Nothing in the records should differ when you write them out again.

** SUPPLIED MATERIAL **
▽
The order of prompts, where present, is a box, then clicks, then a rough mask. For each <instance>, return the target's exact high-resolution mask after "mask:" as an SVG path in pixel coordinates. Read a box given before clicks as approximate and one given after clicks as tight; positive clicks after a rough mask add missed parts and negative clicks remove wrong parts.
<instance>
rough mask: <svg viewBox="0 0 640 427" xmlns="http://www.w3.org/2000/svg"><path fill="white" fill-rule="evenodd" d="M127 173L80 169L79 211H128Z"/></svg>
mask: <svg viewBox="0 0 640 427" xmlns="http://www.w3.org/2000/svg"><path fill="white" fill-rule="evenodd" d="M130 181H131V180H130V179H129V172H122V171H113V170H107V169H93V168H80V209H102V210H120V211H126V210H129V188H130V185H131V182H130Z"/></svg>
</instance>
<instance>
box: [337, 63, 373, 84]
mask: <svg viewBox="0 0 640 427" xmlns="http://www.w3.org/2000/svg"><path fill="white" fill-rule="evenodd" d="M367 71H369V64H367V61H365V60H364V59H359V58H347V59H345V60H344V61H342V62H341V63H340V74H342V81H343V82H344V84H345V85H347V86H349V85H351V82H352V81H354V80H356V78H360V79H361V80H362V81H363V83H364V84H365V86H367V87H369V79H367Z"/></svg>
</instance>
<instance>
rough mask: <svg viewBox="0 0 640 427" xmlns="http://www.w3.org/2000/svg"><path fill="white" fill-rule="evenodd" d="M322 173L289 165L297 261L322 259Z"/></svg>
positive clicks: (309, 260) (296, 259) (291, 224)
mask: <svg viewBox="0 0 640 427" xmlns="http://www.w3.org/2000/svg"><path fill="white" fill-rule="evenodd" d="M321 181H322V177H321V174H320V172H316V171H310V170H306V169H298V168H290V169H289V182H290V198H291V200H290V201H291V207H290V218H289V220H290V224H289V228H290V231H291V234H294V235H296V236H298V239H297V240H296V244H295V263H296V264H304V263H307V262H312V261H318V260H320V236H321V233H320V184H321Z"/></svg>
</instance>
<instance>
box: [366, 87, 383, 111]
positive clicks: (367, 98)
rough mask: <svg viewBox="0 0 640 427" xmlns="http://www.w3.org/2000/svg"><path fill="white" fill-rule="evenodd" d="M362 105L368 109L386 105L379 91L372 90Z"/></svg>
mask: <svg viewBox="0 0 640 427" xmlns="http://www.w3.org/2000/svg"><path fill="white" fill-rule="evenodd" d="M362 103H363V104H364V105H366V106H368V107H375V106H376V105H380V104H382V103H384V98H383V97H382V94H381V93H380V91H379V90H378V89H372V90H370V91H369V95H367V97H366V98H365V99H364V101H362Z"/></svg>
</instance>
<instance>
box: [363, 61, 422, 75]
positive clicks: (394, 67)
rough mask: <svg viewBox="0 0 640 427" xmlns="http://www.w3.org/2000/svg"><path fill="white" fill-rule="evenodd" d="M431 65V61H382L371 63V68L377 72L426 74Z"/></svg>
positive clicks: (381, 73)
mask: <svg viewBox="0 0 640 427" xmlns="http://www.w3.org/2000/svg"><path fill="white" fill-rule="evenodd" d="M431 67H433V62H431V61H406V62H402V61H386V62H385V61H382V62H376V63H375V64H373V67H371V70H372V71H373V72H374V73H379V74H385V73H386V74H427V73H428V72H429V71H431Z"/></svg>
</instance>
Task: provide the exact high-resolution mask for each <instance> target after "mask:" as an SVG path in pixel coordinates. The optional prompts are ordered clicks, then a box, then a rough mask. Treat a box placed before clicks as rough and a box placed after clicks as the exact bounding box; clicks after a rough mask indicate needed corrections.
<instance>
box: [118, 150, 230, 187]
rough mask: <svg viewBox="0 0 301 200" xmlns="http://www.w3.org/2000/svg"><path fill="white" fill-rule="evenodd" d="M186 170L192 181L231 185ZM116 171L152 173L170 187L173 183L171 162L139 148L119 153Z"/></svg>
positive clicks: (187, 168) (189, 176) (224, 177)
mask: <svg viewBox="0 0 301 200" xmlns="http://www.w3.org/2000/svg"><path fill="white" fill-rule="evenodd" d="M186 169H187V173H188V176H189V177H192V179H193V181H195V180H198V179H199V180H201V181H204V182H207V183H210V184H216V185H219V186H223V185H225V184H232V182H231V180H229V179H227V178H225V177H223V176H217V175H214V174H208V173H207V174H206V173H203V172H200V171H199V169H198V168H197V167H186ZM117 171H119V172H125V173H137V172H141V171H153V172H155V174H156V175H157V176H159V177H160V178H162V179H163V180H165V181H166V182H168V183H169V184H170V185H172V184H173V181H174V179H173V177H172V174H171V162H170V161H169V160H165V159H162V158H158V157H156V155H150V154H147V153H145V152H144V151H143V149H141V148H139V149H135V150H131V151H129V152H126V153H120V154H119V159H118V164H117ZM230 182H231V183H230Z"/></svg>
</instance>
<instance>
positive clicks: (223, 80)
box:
△
** REPLY **
The order of prompts, where present, is a box, then clicks, then a rough mask. For each <instance>, return the target's exact high-resolution mask after "mask:" as an SVG path in pixel coordinates. Read a box given before clicks as approximate and one given after clicks as tight; positive clicks after a rough mask add missed parts and negative clicks remove wrong parts.
<instance>
rough mask: <svg viewBox="0 0 640 427" xmlns="http://www.w3.org/2000/svg"><path fill="white" fill-rule="evenodd" d="M127 173L80 169L79 211H128Z"/></svg>
mask: <svg viewBox="0 0 640 427" xmlns="http://www.w3.org/2000/svg"><path fill="white" fill-rule="evenodd" d="M130 181H131V180H130V179H129V172H122V171H113V170H107V169H93V168H80V209H102V210H120V211H126V210H129V188H130V185H131V182H130Z"/></svg>
</instance>
<instance>
box: [337, 63, 373, 84]
mask: <svg viewBox="0 0 640 427" xmlns="http://www.w3.org/2000/svg"><path fill="white" fill-rule="evenodd" d="M367 71H369V64H367V61H365V60H364V59H359V58H347V59H345V60H344V61H342V62H341V63H340V74H342V81H343V82H344V84H345V85H347V86H349V85H351V82H352V81H354V80H356V78H360V79H361V80H362V81H363V83H364V84H365V86H367V87H369V79H367Z"/></svg>
</instance>
<instance>
rough mask: <svg viewBox="0 0 640 427" xmlns="http://www.w3.org/2000/svg"><path fill="white" fill-rule="evenodd" d="M322 173L289 165L297 261L322 259Z"/></svg>
positive clicks: (309, 260) (296, 259) (291, 224)
mask: <svg viewBox="0 0 640 427" xmlns="http://www.w3.org/2000/svg"><path fill="white" fill-rule="evenodd" d="M321 181H322V177H321V174H320V172H316V171H310V170H306V169H298V168H290V169H289V182H290V198H291V200H290V201H291V207H290V218H289V220H290V224H289V228H290V231H291V234H294V235H296V236H298V239H297V240H296V244H295V263H296V264H304V263H307V262H312V261H318V260H320V236H321V233H320V184H321Z"/></svg>
</instance>
<instance>
box: [366, 87, 383, 111]
positive clicks: (367, 98)
rough mask: <svg viewBox="0 0 640 427" xmlns="http://www.w3.org/2000/svg"><path fill="white" fill-rule="evenodd" d="M362 105L368 109L386 105L379 91L372 90Z"/></svg>
mask: <svg viewBox="0 0 640 427" xmlns="http://www.w3.org/2000/svg"><path fill="white" fill-rule="evenodd" d="M362 103H363V104H364V105H366V106H368V107H375V106H376V105H380V104H382V103H384V98H383V97H382V94H381V93H380V91H379V90H378V89H372V90H370V91H369V95H367V97H366V98H365V99H364V101H362Z"/></svg>
</instance>
<instance>
box: [363, 61, 422, 75]
positive clicks: (394, 67)
rough mask: <svg viewBox="0 0 640 427" xmlns="http://www.w3.org/2000/svg"><path fill="white" fill-rule="evenodd" d="M431 65V61H382L371 63V68L377 72L426 74Z"/></svg>
positive clicks: (381, 73)
mask: <svg viewBox="0 0 640 427" xmlns="http://www.w3.org/2000/svg"><path fill="white" fill-rule="evenodd" d="M431 67H433V62H431V61H406V62H402V61H386V62H385V61H382V62H376V63H375V64H373V67H371V70H372V71H373V72H374V73H379V74H385V73H386V74H427V73H428V72H429V71H431Z"/></svg>
</instance>
Task: provide the exact high-resolution mask for each <instance> target after "mask:" as an SVG path in pixel coordinates. The optional prompts are ordered clicks, then a box, then a rough mask. Treat a box placed before clicks as rough and a box placed after clicks as the exact bounding box; clicks after a rough mask indicate needed corrections.
<instance>
box: [118, 150, 230, 187]
rough mask: <svg viewBox="0 0 301 200" xmlns="http://www.w3.org/2000/svg"><path fill="white" fill-rule="evenodd" d="M186 170L192 181L231 185ZM116 171L152 173L170 187L173 183L171 162L139 148L119 153Z"/></svg>
positive clicks: (187, 168) (189, 176) (224, 177)
mask: <svg viewBox="0 0 301 200" xmlns="http://www.w3.org/2000/svg"><path fill="white" fill-rule="evenodd" d="M186 169H187V173H188V176H189V177H192V179H193V181H195V180H198V179H199V180H201V181H204V182H207V183H210V184H216V185H219V186H223V185H225V184H232V182H231V180H229V179H227V178H225V177H223V176H217V175H214V174H208V173H207V174H206V173H203V172H200V171H199V169H198V168H197V167H186ZM117 171H119V172H125V173H137V172H141V171H153V172H155V174H156V175H157V176H159V177H160V178H162V179H163V180H165V181H166V182H168V183H169V184H170V185H172V184H173V181H174V179H173V177H172V174H171V162H170V161H169V160H165V159H162V158H158V157H156V155H150V154H147V153H145V152H144V151H143V149H141V148H139V149H135V150H131V151H129V152H126V153H120V154H119V159H118V164H117ZM230 182H231V183H230Z"/></svg>
</instance>
<instance>
positive clicks: (223, 80)
box:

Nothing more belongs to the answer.